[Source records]
┄┄┄┄┄┄

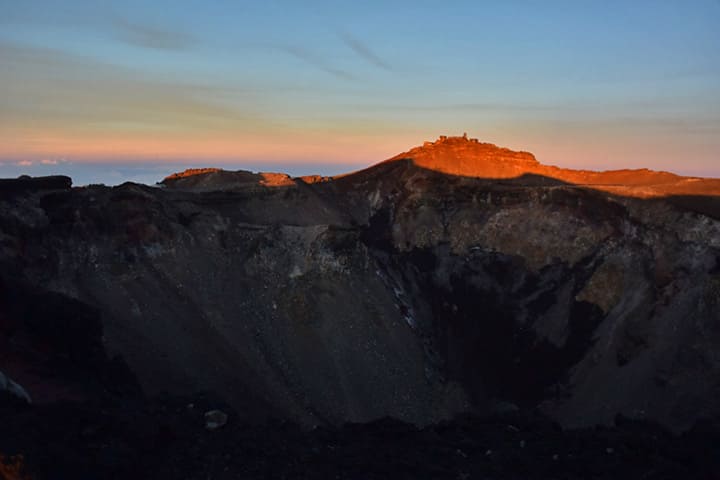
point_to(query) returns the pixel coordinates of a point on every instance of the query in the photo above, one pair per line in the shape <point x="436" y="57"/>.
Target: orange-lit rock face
<point x="218" y="179"/>
<point x="468" y="157"/>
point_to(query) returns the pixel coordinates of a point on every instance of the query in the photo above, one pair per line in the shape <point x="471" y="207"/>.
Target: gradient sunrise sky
<point x="134" y="89"/>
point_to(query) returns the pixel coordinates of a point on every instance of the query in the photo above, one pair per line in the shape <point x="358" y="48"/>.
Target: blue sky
<point x="332" y="86"/>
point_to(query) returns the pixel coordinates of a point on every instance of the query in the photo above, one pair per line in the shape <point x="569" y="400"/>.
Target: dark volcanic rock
<point x="458" y="277"/>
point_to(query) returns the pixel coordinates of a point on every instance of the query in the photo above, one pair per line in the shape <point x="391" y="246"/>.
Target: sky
<point x="134" y="90"/>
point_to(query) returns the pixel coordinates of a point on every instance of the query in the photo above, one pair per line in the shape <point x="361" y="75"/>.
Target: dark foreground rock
<point x="167" y="438"/>
<point x="454" y="280"/>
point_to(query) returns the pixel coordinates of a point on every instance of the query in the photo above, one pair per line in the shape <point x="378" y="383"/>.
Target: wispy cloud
<point x="362" y="50"/>
<point x="312" y="59"/>
<point x="152" y="37"/>
<point x="83" y="93"/>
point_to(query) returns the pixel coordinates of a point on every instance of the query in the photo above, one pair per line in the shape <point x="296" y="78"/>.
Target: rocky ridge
<point x="457" y="277"/>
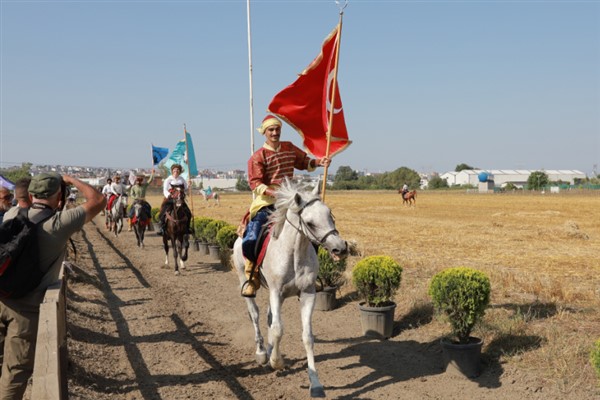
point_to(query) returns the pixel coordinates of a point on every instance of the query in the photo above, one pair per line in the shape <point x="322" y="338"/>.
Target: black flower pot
<point x="462" y="358"/>
<point x="325" y="299"/>
<point x="377" y="322"/>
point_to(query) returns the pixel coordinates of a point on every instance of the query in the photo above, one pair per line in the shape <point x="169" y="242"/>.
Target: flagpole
<point x="334" y="85"/>
<point x="187" y="164"/>
<point x="250" y="76"/>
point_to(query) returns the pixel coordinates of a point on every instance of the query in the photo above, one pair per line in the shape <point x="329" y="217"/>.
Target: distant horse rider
<point x="138" y="195"/>
<point x="175" y="179"/>
<point x="404" y="190"/>
<point x="106" y="194"/>
<point x="117" y="189"/>
<point x="267" y="168"/>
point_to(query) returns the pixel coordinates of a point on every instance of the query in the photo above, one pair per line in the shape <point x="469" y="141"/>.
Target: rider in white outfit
<point x="174" y="179"/>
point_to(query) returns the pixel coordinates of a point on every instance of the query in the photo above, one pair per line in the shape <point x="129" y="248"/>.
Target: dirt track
<point x="137" y="331"/>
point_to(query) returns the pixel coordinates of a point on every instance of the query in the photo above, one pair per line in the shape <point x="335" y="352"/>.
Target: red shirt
<point x="270" y="168"/>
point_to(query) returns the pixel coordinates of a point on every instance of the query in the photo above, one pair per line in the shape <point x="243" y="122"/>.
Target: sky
<point x="426" y="85"/>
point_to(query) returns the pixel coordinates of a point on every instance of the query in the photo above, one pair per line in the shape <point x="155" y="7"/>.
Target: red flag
<point x="306" y="103"/>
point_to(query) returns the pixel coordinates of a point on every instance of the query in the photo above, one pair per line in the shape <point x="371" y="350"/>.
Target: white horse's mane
<point x="285" y="200"/>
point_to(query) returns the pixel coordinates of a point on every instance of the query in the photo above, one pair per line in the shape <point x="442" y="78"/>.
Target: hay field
<point x="540" y="251"/>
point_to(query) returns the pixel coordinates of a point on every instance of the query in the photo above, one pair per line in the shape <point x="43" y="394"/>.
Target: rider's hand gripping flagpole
<point x="187" y="164"/>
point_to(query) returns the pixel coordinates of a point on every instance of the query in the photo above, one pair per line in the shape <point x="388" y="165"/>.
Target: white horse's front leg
<point x="253" y="311"/>
<point x="275" y="330"/>
<point x="307" y="303"/>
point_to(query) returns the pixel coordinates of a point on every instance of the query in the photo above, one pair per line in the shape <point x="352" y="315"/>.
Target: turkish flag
<point x="306" y="103"/>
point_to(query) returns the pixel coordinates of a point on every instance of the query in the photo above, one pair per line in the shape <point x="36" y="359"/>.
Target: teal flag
<point x="178" y="156"/>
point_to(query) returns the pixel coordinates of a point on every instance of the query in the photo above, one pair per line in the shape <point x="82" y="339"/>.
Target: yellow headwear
<point x="269" y="120"/>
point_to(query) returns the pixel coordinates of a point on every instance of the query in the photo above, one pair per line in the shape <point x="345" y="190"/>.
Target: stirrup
<point x="244" y="286"/>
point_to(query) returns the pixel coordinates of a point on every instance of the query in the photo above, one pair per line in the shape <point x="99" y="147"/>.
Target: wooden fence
<point x="50" y="369"/>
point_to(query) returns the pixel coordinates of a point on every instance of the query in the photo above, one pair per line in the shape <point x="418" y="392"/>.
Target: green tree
<point x="345" y="173"/>
<point x="437" y="183"/>
<point x="242" y="185"/>
<point x="461" y="167"/>
<point x="14" y="174"/>
<point x="537" y="180"/>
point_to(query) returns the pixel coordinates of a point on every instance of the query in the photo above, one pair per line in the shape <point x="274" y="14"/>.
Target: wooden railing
<point x="50" y="369"/>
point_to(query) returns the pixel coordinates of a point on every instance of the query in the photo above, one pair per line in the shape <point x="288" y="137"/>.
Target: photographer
<point x="19" y="317"/>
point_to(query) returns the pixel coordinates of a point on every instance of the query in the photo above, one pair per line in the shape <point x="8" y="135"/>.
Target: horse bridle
<point x="304" y="228"/>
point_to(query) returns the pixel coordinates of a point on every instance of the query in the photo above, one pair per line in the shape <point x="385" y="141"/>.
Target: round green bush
<point x="595" y="357"/>
<point x="200" y="224"/>
<point x="211" y="230"/>
<point x="154" y="213"/>
<point x="377" y="278"/>
<point x="462" y="294"/>
<point x="227" y="236"/>
<point x="330" y="272"/>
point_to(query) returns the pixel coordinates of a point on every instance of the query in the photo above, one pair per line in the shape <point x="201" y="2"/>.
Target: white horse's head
<point x="309" y="215"/>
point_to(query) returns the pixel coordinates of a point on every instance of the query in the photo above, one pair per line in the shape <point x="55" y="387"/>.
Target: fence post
<point x="51" y="358"/>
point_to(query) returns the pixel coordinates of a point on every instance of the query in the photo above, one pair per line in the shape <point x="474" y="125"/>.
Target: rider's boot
<point x="161" y="227"/>
<point x="252" y="283"/>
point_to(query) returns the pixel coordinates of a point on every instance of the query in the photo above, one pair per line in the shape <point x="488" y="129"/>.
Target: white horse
<point x="300" y="221"/>
<point x="213" y="195"/>
<point x="116" y="214"/>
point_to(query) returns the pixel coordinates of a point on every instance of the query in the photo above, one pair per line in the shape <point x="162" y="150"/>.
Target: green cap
<point x="45" y="185"/>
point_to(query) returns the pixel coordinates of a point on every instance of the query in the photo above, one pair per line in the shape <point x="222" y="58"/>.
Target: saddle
<point x="261" y="245"/>
<point x="111" y="201"/>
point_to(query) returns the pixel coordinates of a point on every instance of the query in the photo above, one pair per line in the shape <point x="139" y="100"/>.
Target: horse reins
<point x="305" y="228"/>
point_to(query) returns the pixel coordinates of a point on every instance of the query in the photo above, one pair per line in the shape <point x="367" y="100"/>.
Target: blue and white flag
<point x="8" y="184"/>
<point x="158" y="154"/>
<point x="187" y="161"/>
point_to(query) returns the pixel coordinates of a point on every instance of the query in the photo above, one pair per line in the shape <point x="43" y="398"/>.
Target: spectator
<point x="5" y="201"/>
<point x="19" y="317"/>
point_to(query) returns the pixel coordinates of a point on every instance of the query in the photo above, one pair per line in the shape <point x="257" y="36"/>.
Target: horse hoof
<point x="317" y="391"/>
<point x="277" y="364"/>
<point x="261" y="358"/>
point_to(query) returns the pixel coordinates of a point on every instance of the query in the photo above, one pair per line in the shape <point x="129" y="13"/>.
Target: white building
<point x="504" y="176"/>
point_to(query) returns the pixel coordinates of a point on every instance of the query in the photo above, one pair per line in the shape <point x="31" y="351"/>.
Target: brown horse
<point x="409" y="198"/>
<point x="176" y="229"/>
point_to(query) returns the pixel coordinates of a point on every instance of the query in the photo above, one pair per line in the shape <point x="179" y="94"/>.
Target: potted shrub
<point x="199" y="226"/>
<point x="462" y="294"/>
<point x="154" y="211"/>
<point x="226" y="237"/>
<point x="377" y="279"/>
<point x="210" y="233"/>
<point x="329" y="278"/>
<point x="595" y="357"/>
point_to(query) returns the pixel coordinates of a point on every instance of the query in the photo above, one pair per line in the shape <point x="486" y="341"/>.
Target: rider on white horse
<point x="106" y="194"/>
<point x="404" y="190"/>
<point x="174" y="179"/>
<point x="267" y="168"/>
<point x="138" y="195"/>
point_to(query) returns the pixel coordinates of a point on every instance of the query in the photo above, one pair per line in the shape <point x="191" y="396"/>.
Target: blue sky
<point x="425" y="84"/>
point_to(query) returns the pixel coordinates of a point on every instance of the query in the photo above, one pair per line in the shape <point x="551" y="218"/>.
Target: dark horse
<point x="176" y="229"/>
<point x="140" y="220"/>
<point x="409" y="198"/>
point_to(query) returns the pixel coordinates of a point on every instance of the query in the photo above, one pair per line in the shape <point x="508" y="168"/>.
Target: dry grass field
<point x="541" y="252"/>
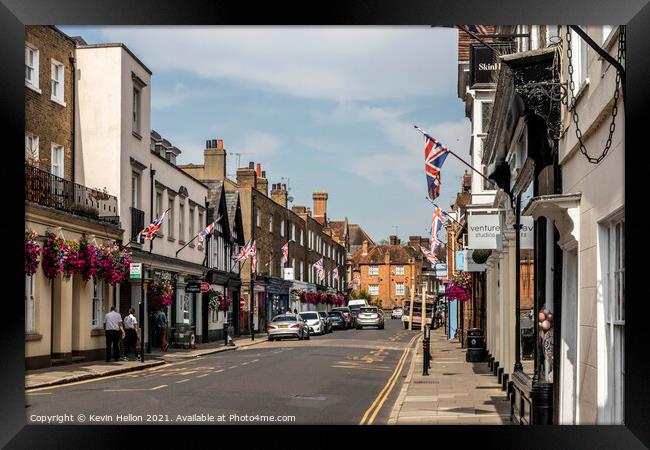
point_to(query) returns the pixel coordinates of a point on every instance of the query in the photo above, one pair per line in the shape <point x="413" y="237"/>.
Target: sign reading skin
<point x="484" y="231"/>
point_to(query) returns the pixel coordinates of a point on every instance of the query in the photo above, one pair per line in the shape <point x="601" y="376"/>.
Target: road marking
<point x="136" y="389"/>
<point x="383" y="394"/>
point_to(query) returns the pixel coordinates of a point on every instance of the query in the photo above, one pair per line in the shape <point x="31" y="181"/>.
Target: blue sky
<point x="328" y="108"/>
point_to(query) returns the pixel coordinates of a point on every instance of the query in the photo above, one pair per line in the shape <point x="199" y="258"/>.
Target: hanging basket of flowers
<point x="52" y="252"/>
<point x="160" y="295"/>
<point x="32" y="252"/>
<point x="460" y="287"/>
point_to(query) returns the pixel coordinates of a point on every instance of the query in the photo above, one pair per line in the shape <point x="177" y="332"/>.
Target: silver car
<point x="314" y="321"/>
<point x="370" y="316"/>
<point x="287" y="326"/>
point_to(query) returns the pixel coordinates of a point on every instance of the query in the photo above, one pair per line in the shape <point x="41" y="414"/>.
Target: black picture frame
<point x="14" y="14"/>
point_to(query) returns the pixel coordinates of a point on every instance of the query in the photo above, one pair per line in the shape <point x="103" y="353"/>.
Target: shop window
<point x="98" y="303"/>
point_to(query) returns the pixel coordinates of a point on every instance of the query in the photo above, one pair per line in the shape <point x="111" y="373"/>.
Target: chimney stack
<point x="214" y="157"/>
<point x="320" y="204"/>
<point x="279" y="194"/>
<point x="246" y="176"/>
<point x="262" y="181"/>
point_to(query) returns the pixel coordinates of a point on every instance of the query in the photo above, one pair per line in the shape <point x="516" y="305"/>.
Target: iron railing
<point x="55" y="192"/>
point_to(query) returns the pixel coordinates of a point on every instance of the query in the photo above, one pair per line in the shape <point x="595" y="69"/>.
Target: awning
<point x="564" y="210"/>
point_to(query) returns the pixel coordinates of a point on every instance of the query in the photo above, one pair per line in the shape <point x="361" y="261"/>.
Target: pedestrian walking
<point x="162" y="327"/>
<point x="131" y="330"/>
<point x="113" y="328"/>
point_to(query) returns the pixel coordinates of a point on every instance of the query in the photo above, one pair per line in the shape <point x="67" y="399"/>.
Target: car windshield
<point x="309" y="316"/>
<point x="284" y="319"/>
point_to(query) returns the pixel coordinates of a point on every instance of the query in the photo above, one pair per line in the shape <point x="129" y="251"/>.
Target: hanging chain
<point x="572" y="106"/>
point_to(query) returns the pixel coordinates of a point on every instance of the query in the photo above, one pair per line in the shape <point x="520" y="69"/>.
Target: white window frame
<point x="98" y="302"/>
<point x="59" y="83"/>
<point x="57" y="166"/>
<point x="33" y="83"/>
<point x="31" y="146"/>
<point x="611" y="321"/>
<point x="30" y="304"/>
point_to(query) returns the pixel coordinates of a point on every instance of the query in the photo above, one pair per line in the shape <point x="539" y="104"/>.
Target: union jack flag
<point x="429" y="255"/>
<point x="320" y="270"/>
<point x="434" y="156"/>
<point x="151" y="231"/>
<point x="477" y="29"/>
<point x="285" y="253"/>
<point x="208" y="230"/>
<point x="248" y="251"/>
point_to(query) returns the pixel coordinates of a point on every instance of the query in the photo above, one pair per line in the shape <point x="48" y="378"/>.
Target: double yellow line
<point x="370" y="414"/>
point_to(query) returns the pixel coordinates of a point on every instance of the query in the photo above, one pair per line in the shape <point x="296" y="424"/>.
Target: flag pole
<point x="459" y="158"/>
<point x="446" y="213"/>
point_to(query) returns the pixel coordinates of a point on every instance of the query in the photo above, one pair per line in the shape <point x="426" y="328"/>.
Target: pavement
<point x="346" y="377"/>
<point x="57" y="375"/>
<point x="455" y="392"/>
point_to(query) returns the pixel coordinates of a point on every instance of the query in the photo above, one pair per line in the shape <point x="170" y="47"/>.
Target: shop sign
<point x="460" y="260"/>
<point x="484" y="231"/>
<point x="526" y="234"/>
<point x="193" y="287"/>
<point x="288" y="273"/>
<point x="135" y="269"/>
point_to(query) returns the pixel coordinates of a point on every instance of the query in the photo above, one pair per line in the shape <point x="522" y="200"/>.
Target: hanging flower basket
<point x="160" y="295"/>
<point x="460" y="287"/>
<point x="32" y="252"/>
<point x="52" y="251"/>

┄┄┄┄┄┄

## What is asked
How many lines of the listing above contain the string "field", matching case exactly? Give only the number.

## Correct output
2